Como afirma Ferreira (2013, p. 168), essa dialética pode ser entendida como
um "sistema de compreensão da realidade", onde o filósofo trabalha dentro de um
processo em que as contradições levam a uma síntese dessas oposições. Na obra
Fenomenologia do Espírito, Hegel se utiliza de uma alegoria para explicar suas
etapas, em que há o encontro entre duas consciências; essa é a famosa Dialética do
Senhor e do Escravo.
No presente trabalho, nos propomos a explicar, em linhas gerais e de forma
bastante resumida, devido à grandiosidade da obra não caber em um breve artigo, o
funcionamento dessa dialética e de sua "síntese" como especulativa, baseando-se
na alegoria proposta por Hegel.
◇ ◇ ◇ ◇
#### [TAREFAS DO EXERCÍCIO]
a – No texto sobre a dialética de Hegel, qual é o nome da alegoria em que há o encontro entre duas consciências?
b – Escreva a continuação do texto sobre a dialética de Hegel a partir da última frase apresentada.
◇ ◇ ◇ ◇
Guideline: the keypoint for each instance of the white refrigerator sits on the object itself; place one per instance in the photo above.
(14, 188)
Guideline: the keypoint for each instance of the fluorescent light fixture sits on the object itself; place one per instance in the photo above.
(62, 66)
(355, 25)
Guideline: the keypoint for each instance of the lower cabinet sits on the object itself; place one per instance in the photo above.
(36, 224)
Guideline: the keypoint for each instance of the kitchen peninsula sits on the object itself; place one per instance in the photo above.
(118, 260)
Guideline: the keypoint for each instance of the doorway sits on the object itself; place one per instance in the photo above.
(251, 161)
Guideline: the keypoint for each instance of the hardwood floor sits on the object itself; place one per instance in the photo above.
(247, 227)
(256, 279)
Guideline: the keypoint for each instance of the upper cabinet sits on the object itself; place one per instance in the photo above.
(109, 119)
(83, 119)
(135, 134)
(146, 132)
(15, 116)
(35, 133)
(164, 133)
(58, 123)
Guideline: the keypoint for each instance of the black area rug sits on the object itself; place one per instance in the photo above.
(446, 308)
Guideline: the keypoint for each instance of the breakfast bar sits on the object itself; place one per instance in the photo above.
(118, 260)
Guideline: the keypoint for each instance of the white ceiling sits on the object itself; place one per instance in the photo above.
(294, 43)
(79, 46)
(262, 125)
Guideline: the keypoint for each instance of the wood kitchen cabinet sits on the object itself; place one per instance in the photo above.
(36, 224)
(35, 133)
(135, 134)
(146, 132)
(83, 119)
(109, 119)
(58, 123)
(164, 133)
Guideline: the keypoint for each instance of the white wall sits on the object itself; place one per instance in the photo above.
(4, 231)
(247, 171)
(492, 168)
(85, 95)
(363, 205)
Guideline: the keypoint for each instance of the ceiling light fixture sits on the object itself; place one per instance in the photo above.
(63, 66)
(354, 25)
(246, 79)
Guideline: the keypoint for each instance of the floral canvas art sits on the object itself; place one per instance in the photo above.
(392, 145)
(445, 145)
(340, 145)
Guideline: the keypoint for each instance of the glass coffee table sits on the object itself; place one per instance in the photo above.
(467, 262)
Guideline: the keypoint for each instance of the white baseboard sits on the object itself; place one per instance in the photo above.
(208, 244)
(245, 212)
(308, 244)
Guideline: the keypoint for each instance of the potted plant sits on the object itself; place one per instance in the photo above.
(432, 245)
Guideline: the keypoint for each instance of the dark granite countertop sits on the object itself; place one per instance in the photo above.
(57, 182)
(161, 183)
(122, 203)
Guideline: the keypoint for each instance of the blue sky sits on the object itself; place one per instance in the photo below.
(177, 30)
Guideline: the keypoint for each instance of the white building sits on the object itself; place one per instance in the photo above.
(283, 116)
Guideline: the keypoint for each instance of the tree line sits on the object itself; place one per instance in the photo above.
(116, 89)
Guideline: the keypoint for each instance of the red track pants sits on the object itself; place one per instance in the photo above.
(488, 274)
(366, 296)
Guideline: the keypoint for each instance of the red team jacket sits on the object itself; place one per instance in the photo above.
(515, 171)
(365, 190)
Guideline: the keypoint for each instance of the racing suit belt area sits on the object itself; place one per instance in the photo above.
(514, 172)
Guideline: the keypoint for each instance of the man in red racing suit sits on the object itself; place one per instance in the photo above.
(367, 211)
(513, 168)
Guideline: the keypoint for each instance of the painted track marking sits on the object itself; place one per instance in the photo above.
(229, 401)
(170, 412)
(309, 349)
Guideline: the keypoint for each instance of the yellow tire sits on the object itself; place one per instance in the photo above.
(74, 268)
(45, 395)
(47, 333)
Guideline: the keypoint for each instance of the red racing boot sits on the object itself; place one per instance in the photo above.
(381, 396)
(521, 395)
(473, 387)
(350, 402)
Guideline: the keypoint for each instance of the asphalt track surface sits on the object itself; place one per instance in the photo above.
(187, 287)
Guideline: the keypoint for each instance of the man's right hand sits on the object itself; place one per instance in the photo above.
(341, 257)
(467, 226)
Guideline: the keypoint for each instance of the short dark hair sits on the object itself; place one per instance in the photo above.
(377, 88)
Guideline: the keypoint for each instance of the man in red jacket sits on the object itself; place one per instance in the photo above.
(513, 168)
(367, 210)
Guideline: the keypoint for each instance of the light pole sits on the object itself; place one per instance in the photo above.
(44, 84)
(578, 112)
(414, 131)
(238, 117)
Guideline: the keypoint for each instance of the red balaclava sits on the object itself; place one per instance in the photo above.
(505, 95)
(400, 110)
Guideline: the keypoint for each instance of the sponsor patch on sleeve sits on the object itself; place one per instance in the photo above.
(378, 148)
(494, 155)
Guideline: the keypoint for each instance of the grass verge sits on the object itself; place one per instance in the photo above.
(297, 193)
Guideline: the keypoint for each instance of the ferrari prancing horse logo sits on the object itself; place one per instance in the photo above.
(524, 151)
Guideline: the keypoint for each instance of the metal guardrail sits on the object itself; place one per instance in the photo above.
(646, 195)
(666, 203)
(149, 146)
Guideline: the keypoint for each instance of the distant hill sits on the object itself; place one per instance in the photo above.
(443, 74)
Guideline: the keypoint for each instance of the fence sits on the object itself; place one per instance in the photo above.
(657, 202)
◇ ◇ ◇ ◇
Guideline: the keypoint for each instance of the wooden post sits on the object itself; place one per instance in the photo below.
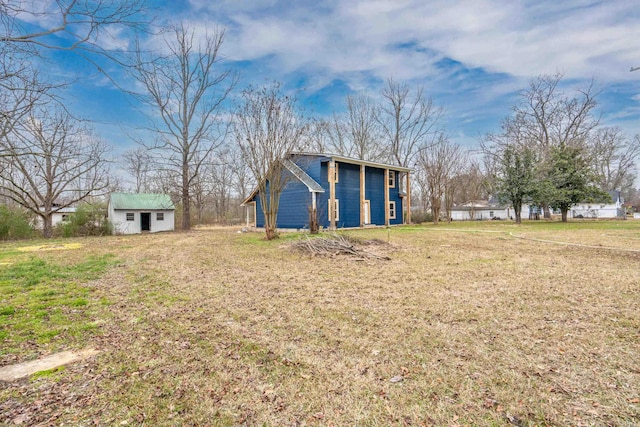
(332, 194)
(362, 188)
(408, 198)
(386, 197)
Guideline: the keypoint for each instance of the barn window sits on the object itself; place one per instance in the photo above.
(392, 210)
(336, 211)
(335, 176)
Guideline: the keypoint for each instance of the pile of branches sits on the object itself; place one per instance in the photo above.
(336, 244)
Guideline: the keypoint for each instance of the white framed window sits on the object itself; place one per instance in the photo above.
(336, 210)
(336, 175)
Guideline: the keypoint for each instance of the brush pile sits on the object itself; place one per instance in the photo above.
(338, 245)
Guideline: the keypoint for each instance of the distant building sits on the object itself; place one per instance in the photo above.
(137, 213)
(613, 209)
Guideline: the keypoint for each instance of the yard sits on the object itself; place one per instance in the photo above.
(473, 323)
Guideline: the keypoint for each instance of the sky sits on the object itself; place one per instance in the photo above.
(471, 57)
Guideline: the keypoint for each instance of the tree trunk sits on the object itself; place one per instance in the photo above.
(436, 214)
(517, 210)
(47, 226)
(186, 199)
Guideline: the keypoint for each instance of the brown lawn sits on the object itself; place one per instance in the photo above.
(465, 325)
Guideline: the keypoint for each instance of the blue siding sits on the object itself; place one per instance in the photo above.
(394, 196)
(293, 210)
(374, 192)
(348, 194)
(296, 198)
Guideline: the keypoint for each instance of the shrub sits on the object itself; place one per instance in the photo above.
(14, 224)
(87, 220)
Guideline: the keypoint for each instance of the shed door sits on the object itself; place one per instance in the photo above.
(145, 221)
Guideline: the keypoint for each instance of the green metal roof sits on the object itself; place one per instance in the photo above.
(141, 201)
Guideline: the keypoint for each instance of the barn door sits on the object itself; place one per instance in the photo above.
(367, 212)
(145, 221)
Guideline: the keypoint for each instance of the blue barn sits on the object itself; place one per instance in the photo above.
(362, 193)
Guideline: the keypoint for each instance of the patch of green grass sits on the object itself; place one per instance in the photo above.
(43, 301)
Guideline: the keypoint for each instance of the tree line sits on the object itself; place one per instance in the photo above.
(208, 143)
◇ ◇ ◇ ◇
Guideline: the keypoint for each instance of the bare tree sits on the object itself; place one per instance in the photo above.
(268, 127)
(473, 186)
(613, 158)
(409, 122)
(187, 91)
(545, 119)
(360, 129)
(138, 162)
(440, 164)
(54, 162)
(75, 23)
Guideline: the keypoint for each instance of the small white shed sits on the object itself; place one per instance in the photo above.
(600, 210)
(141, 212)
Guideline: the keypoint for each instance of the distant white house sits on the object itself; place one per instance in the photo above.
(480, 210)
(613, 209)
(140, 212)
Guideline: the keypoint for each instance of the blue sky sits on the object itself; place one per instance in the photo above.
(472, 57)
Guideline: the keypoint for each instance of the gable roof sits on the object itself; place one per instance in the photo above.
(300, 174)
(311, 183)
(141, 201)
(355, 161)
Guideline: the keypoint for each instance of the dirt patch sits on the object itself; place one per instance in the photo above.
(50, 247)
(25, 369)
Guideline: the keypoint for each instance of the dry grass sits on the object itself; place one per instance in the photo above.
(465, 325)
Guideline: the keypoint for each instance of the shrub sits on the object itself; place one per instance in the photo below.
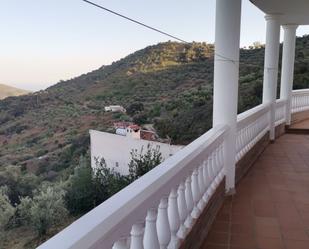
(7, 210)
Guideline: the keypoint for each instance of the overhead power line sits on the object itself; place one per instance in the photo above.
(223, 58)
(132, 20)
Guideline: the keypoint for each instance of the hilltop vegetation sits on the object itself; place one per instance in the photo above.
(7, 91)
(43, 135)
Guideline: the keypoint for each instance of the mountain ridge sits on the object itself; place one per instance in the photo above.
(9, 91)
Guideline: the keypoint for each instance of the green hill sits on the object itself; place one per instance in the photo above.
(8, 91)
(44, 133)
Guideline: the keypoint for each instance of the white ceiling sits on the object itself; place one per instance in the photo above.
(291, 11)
◇ ◇ ◇ ◇
#### [CONJUNTO DE RESPOSTAS]
a – A Dialética do Senhor e do Escravo.

b –
2. DA CONSCIÊNCIA À CONSCIÊNCIA-DE-SI
2.1. A Consciência
Em um primeiro momento de formação da consciência do homem em seu
estado natural, há apenas a apreensão dos objetos sensíveis conforme são
apresentados a ele, que Hegel chama de certeza sensível. É uma certeza por não
haver qualquer contraposição a ela; esse homem está inteiramente na experiência
que tem do mundo objetivo, e por isso o modo como tal mundo se apresenta é
tomado como verdade, havendo a noção de espaço como infinito e sem a noção de
tempo. Ele vê o mundo como é, e tudo é, sem conceituação, apenas presença. Essa
imediatez com o mundo permite que o homem esteja inserido nisto que Hegel
chama de puro ser.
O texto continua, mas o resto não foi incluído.